» FRAGMENTO DE PÁGINA
|---|

Aunque suene un tanto tópico, yo sí creo que son los libros quienes nos leen; aguardan su momento, parecen adivinar cuándo nos mostramos receptivos o especialmente dispuestos a ser recibidos por su encanto.
En el caso de Tony Judt (Londres, 1948-N.York, 2010) el encuentro fue algo parecido a un flechazo intelectual. Su obra El refugio de la memoria, Taurus, 2011, unas memorias escritas desde la sinceridad más profunda, despertaron sensaciones latentes y me permitieron ubicarme en ese espacio íntimo en el que la lectura va encontrando los resortes de toda una vida, una suerte de paralelo existencial en el que todo encaja: históricamente próximo, ideológicamente cercano, vitalmente anudado a una idea de la condición humana que me resultaba enormemente grata. Los primeros capítulos, en los que describe con una serena frialdad su enfermedad, ELA, el análisis de la vida británica después de la II Guerra Mundial, sus recuerdos familiares, tenían la virtud que todo buen libro debe poseer, esto es, la necesidad de seguir indagando entre sus páginas para averiguar si realmente la literatura se fabrica con el mismo material que los propios sueños. Y me sorprendía cómo cada relato biográfico conseguía rastrear otro relato mío, propio, ajeno aparentemente, pero muy similar: entendía la enfermedad del autor porque un primo del pueblo, muy querido, también la sufrió; comprendía perfectamente la llamada a la austeridad del autor como forma de desposesión material; empatizaba con su defensa de lo público; coincidía con el retrato urbanístico de su ciudad, diseñada teniendo en cuenta el entorno natural… El relato vital también muestra cómo ese tiempo solidario fue poco a poco convirtiéndose en otra cosa. Los transportes públicos, el tren sobre todo, pero también los ferris perdieron su identidad y todo servía de excusa para montar suculentos negocios adonde acudían, frenéticos, compulsivos compradores, no viajeros.

|---|

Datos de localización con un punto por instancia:
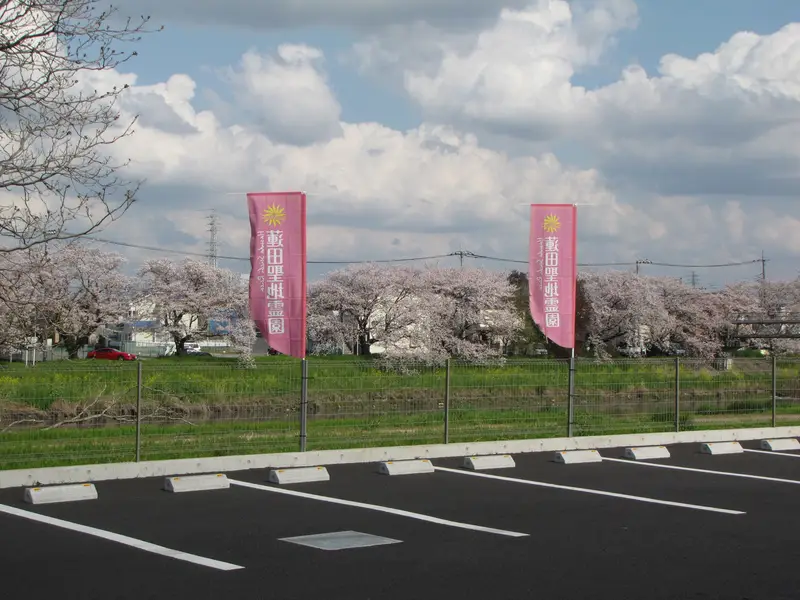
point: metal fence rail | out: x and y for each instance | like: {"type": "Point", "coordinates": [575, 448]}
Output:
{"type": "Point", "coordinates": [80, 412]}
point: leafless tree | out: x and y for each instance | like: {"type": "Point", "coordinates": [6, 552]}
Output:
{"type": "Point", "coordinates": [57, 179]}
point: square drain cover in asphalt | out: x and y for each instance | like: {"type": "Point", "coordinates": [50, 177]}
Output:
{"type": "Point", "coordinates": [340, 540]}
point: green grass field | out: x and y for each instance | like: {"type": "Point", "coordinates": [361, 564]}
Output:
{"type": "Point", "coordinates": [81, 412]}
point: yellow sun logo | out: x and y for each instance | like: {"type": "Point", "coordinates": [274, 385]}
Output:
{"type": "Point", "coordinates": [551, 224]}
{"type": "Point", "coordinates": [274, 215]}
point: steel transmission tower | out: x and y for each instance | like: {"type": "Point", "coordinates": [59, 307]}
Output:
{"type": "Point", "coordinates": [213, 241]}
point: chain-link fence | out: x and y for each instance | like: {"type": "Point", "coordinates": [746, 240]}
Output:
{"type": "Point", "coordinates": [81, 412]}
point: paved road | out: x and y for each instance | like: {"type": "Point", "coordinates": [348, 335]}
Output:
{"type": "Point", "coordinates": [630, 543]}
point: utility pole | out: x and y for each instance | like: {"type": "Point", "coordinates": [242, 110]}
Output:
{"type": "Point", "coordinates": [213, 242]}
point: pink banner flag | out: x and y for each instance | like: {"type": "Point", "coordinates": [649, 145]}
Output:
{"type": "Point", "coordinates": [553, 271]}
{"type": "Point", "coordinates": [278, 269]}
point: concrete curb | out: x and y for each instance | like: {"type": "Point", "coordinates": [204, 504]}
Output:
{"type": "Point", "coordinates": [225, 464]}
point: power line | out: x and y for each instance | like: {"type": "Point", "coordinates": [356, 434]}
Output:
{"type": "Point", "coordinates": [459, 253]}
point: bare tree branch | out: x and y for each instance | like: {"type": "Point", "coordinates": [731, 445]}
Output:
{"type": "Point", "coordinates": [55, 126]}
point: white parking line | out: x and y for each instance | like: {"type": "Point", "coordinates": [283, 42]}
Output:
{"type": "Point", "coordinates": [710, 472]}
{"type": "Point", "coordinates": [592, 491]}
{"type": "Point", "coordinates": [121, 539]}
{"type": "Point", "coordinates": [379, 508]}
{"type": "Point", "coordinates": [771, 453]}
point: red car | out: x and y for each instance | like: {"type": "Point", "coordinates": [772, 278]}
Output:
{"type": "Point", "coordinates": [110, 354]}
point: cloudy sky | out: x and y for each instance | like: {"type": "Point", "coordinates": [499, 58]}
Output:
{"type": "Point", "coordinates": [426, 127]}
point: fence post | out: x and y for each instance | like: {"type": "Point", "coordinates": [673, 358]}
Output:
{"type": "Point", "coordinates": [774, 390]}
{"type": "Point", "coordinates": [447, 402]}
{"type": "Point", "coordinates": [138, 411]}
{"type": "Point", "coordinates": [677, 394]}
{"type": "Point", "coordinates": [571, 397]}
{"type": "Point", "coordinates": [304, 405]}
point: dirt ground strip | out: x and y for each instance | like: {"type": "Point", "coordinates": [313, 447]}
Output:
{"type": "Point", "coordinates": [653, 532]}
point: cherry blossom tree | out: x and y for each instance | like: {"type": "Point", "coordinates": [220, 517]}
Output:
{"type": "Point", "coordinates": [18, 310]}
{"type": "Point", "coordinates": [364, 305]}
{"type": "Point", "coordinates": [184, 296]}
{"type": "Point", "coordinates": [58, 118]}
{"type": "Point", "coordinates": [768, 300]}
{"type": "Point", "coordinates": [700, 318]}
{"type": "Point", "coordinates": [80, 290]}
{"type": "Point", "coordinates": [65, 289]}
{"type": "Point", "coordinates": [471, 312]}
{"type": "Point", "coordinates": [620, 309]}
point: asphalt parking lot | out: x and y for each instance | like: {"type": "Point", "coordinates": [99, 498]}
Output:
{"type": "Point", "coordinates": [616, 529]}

|---|

» TAREA
Sigue escribiendo el texto sobre las memorias de Tony Judt a partir de su última frase. Las filas no se necesitan para nada.

» RESPUESTA
La segunda parte de la obra muestra sus recuerdos escolares, su vida en un kibutz, asoman ya sus convicciones políticas, su llegada a la universidad, mayo del 68, el encuentro con la intelectualidad de los años 70, una época de reflexión y lucha política que a buen seguro conformarían su presencia en el mundo intelectual europeo. Este relato, minuciosamente detallado, sus múltiples empleos, su afán viajero encuentran en la expresión lingüística el cauce maravilloso para que la lectura se convierta en un puro disfrute. El final de esta segunda parte, un ejercicio muy consciente sobre el valor de las palabras, la dicción, el correcto uso idiomático es significativa. No me resisto a compartir estas líneas: “En la generación de mis hijos, la taquigrafía comunicativa propiciada por sus hardware ha comenzado a calar en la comunicación misma: la gente habla como en los mensajes. Esto debería preocuparnos. Cuando las palabras pierden su integridad, también lo hacen las ideas que expresan”.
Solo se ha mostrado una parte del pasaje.